» PARTS OF THE EXERCISE
A - In the mindfulness passage, condense the paragraph that begins "Dr Groves reminded us" into a short bulleted list that keeps its main facts.
B - Pick up the mindfulness passage after its final sentence and continue it.

**** EXCERPTED PASSAGE ****

So where is the place for the spiritual element – is it religious or can meaning be found through other means? Mindfulness is becoming a major force, not just in drug treatment but as a tool when working with any group of people, from education to boxing. To enable people to experience mindfulness, we provided a workshop run by Eluned Gold, head of personal and professional programmes at Bangor University.
Eluned was also one of our main speakers on the subject of mindfulness, looking at support for parents and carers, while Dr Paramabandhu Groves, consultant psychiatrist at Camden and Islington NHS Trust (see page 13), looked at mindfulness for addiction recovery.
Dr Groves reminded us that the concept comes from a Buddhist tradition but is not one that requires a person to be an adherent of a religious perspective. Mindfulness creates time to reflect, to contemplate or meditate, enabling a person to understand issues in a different way. For some they may experience a spiritual enlightenment, for others it may be a better understanding of the self. The importance of the metaphysical, however, is a vital component of our human nature.

**** RAW DATA ****

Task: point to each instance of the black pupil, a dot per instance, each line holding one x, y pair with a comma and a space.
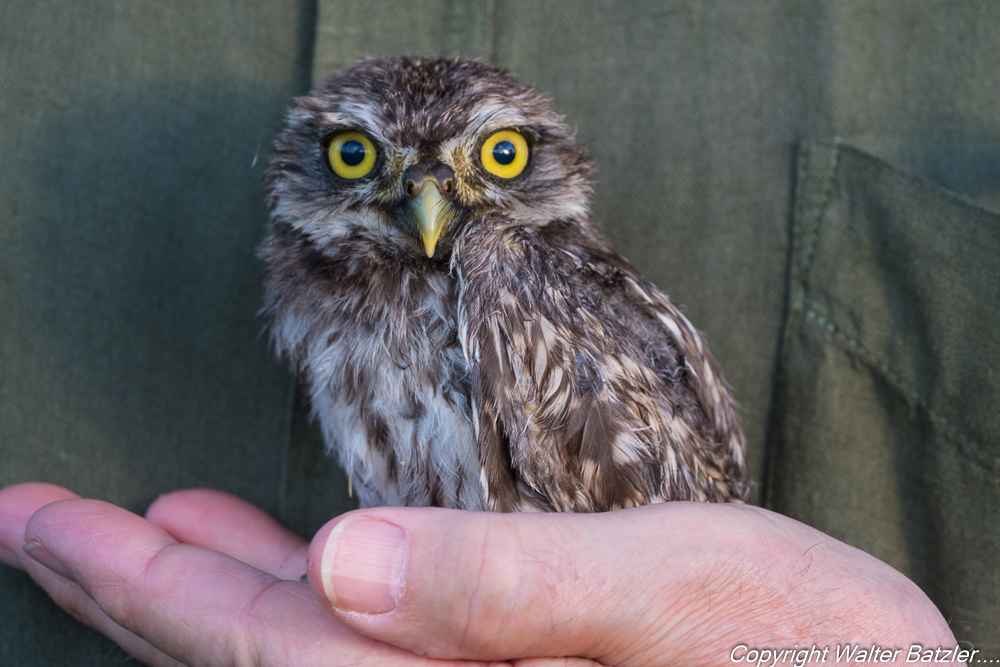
504, 152
352, 153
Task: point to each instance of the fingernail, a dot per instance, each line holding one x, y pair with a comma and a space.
364, 565
38, 552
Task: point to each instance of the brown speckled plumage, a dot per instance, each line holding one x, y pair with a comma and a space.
525, 365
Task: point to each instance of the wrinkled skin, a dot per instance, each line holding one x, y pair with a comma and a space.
207, 579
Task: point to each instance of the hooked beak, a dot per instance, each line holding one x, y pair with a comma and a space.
432, 211
427, 184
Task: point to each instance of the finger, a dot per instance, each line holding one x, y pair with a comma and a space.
183, 602
228, 524
74, 600
17, 504
673, 583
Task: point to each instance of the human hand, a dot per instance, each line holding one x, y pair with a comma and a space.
673, 583
207, 580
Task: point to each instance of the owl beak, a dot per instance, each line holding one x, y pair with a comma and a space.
427, 183
432, 211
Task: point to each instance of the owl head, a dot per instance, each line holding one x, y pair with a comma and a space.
416, 150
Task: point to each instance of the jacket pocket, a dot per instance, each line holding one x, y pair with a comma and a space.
886, 428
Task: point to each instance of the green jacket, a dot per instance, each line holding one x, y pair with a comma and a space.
849, 287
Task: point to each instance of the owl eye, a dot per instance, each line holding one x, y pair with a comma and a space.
351, 154
505, 154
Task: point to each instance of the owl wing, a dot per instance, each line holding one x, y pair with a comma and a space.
591, 390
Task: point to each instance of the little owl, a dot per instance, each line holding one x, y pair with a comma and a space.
468, 339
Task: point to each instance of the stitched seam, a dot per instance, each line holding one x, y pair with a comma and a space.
809, 232
940, 422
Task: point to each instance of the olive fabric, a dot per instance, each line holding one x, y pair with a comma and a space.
852, 300
886, 430
132, 361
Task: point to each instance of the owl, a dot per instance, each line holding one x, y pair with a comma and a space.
467, 337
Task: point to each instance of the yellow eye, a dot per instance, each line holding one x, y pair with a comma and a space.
351, 155
505, 154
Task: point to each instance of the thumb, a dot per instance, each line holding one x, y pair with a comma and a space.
615, 587
675, 583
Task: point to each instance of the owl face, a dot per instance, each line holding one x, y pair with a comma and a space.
415, 151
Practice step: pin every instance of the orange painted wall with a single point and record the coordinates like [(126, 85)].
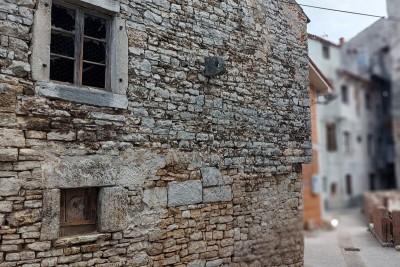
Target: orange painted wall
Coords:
[(312, 202)]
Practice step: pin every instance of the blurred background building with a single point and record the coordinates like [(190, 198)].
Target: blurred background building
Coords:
[(358, 124)]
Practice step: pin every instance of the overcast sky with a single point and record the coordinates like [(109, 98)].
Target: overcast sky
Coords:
[(333, 25)]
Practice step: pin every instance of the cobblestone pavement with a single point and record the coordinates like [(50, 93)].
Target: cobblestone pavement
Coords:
[(327, 248)]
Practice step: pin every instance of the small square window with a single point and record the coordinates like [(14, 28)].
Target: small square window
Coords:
[(78, 213), (78, 47)]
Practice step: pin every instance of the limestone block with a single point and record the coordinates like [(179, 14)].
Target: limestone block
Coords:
[(24, 217), (8, 154), (212, 176), (61, 136), (197, 263), (184, 193), (9, 186), (11, 138), (78, 240), (104, 116), (217, 194), (139, 166), (51, 215), (113, 208), (80, 171), (155, 197)]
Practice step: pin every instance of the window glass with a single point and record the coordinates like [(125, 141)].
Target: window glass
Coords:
[(78, 56)]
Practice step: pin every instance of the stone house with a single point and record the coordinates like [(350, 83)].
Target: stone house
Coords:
[(350, 126), (152, 133), (312, 193)]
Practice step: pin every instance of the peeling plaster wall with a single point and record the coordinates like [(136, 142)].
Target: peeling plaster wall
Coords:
[(195, 172)]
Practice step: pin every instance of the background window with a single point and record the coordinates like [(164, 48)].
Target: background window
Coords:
[(331, 137), (333, 189), (349, 186), (347, 142), (368, 101)]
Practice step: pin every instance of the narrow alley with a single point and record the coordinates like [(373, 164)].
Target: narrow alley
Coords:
[(327, 248)]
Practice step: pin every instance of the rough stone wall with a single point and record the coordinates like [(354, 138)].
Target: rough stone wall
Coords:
[(207, 170)]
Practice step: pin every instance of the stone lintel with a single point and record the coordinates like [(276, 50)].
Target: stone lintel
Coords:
[(84, 95)]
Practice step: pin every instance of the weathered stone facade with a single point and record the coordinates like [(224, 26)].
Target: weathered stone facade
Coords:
[(194, 172)]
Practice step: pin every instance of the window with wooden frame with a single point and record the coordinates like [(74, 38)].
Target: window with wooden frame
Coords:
[(78, 214), (331, 143), (79, 47)]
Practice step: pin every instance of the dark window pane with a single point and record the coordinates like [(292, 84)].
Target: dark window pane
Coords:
[(61, 69), (95, 27), (63, 18), (94, 51), (93, 75), (62, 44)]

****

» RESULTS
A -
- Mindfulness comes from a Buddhist tradition, but a person does not need to hold a religious perspective to practice it.
- It creates time to reflect, contemplate or meditate, which helps a person understand issues in a different way.
- Some may experience spiritual enlightenment, while others may gain a better understanding of the self.
- The metaphysical is a vital part of human nature.

B -
The day ended in style, with a panel discussing the place of spirituality or faith in the recovery journey. The meeting was chaired by the former chief executive of Newport City Council, Chris Freegard and included Dr Groves from the Buddhist tradition, Bishop John Davies of Brecon and Swansea, Roderick Lawford from the humanists in Cardiff, Tazlim Hussain from a mosque in Newport, and the founder of Kaleidoscope, former Baptist minister, and my father, Eric Blakebrough, who made the case passionately for harm reduction from a theological perspective.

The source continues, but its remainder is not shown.